Nocividad es el término elegido por la crítica antiindustrial para calificar la sinrazón de casi todo cuanto existe. En particular, nocivo es casi todo aquello que aparece como necesario, como el trabajo o la velocidad. También son nocivos todos los sucedáneos de experiencia, como los fines de semana, la ciudad o Internet. Con Hormigón, arma de construcción masiva del capitalismo, Anselm Jappe quiere explotar teóricamente dos corrientes de crítica social: la crítica antiindustrial y la crítica del valor. De esta última es ya uno de sus más reconocidos contribuidores; así, en varios de sus libros se llama la atención sobre la destrucción causada por la autonomización de la lógica social respecto de sus pretendidos agentes. En Hormigón... también se convoca a la corriente antidesarrollista, que, recordamos, aprovecha el potencial crítico que la noción de vida buena devuelve a la civilización industrial. ¿No da vergüenza leer hoy las promesas de libertad y autonomía fundadoras del proyecto moderno? Una de las ocupaciones de los teóricos antiindustriales es, pues, «la crítica contra toda nocividad»; ya es incluso tradición guardar este conocimiento en una enciclopedia, por lo que el hormigón armado tendría su entrada en la 'H'.
Si resumimos los argumentos de Jappe en este último sentido:
- La fabricación del hormigón supone emitir mucho CO₂ a la atmósfera. Aunque se diría que contaminar es una obligación moral para el tipo de industrias implicadas en el ciclo: hornos, canteras, procesado químico, transportes... todas ellas reúnen, además, las técnicas más hostiles a toda vida posible: vertidos, humos y ruidos inhumanos. No han sido pocos los chalets con vistas y las cementeras que han consumado su una unidad de destino en el mismo paisaje.

------------

### Problemas por resolver
1. Según el fragmento sobre el hormigón, ¿qué dos corrientes de crítica social quiere explotar teóricamente Anselm Jappe?
2. Reproduce al pie de la letra el pasaje del fragmento sobre el hormigón que abre con las palabras que contienen "Si resumimos los" y cierra con "el mismo paisaje.".
Los ítems son un material aparte, independiente del fragmento.

------------

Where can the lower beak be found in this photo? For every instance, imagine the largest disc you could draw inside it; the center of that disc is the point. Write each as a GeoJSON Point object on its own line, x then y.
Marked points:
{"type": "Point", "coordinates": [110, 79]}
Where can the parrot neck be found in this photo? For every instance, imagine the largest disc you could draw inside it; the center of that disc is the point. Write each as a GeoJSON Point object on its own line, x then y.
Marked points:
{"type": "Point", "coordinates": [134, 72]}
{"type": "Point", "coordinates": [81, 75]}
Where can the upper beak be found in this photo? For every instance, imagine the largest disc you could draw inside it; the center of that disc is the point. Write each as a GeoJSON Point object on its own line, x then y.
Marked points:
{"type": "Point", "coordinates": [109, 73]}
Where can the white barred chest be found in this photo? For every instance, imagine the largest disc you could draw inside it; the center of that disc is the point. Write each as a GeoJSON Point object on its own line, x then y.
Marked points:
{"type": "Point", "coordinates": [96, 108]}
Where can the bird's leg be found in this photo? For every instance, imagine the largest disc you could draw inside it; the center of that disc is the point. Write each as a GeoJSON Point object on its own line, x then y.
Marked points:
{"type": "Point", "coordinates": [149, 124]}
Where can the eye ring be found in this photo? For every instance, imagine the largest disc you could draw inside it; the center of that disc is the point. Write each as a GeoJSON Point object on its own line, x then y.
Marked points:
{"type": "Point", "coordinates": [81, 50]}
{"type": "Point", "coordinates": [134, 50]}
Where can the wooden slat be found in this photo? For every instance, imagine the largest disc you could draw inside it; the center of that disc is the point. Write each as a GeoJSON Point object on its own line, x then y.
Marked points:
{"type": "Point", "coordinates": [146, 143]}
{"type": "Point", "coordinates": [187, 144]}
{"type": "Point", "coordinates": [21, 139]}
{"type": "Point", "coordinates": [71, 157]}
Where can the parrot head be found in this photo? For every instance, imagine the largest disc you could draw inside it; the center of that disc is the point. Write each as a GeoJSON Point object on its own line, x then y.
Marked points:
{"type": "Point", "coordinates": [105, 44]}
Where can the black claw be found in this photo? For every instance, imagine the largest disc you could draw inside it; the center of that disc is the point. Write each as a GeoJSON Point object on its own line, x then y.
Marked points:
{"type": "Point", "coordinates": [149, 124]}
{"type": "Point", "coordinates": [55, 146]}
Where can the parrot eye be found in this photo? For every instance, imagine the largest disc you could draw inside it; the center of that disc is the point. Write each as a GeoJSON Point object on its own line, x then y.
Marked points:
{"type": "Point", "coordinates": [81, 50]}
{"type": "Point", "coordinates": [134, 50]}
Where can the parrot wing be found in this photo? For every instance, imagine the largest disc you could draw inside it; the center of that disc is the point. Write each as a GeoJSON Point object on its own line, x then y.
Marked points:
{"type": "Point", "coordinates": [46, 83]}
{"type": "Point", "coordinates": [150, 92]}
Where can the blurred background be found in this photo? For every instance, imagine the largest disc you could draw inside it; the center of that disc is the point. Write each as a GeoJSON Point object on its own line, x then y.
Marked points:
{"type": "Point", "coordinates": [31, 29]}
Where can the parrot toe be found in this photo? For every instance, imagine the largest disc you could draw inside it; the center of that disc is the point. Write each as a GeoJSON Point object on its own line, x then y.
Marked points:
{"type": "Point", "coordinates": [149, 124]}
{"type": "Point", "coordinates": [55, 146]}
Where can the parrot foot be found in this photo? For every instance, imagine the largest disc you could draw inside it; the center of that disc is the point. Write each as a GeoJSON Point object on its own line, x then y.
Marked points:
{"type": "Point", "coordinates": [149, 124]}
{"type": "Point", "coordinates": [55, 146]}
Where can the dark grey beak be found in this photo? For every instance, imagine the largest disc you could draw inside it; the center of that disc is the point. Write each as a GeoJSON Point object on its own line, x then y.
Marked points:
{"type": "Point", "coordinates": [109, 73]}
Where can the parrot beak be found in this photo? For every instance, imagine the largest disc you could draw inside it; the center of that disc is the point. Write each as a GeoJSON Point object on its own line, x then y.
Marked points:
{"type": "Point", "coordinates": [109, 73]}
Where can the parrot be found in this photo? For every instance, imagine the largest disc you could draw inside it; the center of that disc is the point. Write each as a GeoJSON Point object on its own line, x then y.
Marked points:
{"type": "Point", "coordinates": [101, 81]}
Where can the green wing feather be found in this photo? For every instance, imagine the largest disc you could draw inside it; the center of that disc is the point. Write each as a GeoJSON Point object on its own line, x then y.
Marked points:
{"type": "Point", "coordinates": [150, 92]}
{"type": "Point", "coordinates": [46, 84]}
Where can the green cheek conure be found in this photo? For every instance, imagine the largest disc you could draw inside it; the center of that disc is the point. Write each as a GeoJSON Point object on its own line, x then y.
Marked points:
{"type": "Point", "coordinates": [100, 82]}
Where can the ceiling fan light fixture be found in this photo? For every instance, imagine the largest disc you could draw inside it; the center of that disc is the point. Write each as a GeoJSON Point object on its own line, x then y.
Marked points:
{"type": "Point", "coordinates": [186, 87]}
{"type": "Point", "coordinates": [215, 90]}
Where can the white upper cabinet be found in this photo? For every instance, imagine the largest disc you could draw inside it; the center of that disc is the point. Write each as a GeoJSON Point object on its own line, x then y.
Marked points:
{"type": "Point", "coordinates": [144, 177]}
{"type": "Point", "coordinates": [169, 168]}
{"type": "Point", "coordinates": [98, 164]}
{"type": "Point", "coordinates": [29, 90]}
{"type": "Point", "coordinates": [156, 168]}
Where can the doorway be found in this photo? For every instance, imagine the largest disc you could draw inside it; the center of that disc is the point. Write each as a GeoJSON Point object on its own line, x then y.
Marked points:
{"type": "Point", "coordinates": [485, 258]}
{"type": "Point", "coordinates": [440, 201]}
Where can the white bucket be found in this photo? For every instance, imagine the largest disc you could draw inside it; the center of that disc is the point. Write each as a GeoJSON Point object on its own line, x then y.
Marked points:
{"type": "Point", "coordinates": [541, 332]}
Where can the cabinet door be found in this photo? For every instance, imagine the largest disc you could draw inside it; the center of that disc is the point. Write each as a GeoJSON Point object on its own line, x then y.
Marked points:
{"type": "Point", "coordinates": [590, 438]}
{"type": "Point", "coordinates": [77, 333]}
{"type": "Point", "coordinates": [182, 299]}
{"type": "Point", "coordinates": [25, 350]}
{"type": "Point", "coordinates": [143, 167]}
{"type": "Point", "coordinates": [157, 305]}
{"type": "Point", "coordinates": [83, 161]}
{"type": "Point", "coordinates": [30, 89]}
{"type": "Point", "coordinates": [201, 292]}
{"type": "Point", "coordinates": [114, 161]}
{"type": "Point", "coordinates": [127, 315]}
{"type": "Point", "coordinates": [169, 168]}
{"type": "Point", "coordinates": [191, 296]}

------------

### Soluciones de tareas
1. La crítica antiindustrial y la crítica del valor.

2.
Si resumimos los argumentos de Jappe en este último sentido:
- La fabricación del hormigón supone emitir mucho CO₂ a la atmósfera. Aunque se diría que contaminar es una obligación moral para el tipo de industrias implicadas en el ciclo: hornos, canteras, procesado químico, transportes... todas ellas reúnen, además, las técnicas más hostiles a toda vida posible: vertidos, humos y ruidos inhumanos. No han sido pocos los chalets con vistas y las cementeras que han consumado su una unidad de destino en el mismo paisaje.